> _Exercise objective_: Your task is to copy each line of the records that includes the string "clicks".

> _Data section_:

---

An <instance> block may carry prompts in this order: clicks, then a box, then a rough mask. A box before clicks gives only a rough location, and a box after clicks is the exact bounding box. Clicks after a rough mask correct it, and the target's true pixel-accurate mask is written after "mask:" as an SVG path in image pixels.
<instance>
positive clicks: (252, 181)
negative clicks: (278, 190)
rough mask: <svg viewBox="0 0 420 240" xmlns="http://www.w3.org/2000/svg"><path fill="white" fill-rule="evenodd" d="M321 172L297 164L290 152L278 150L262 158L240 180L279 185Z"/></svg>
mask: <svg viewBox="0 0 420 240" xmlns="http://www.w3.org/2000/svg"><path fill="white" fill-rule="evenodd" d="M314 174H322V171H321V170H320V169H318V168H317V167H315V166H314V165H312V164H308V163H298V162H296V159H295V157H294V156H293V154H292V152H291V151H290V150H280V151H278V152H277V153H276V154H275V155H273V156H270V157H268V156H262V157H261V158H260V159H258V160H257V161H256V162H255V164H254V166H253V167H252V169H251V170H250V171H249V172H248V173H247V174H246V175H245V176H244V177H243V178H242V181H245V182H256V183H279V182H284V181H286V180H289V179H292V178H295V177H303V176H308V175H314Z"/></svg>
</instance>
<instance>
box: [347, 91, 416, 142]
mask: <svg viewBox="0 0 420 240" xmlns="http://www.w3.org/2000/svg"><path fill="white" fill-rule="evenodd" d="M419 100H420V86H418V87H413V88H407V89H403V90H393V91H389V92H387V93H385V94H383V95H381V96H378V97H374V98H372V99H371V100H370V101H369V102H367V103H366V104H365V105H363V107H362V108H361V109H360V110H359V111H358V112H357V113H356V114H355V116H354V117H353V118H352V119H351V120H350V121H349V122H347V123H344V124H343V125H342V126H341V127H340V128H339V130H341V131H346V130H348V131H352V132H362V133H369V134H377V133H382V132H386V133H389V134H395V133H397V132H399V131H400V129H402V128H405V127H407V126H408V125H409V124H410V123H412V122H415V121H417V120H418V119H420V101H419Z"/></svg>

---

> _Result for this task_:
An <instance> block may carry prompts in this order: clicks, then a box, then a rough mask. A box before clicks gives only a rough location, and a box after clicks is the exact bounding box. Clicks after a rough mask correct it, and the target's true pixel-accurate mask is written after "mask:" as an SVG path in image pixels.
positive clicks: (252, 181)
negative clicks: (278, 190)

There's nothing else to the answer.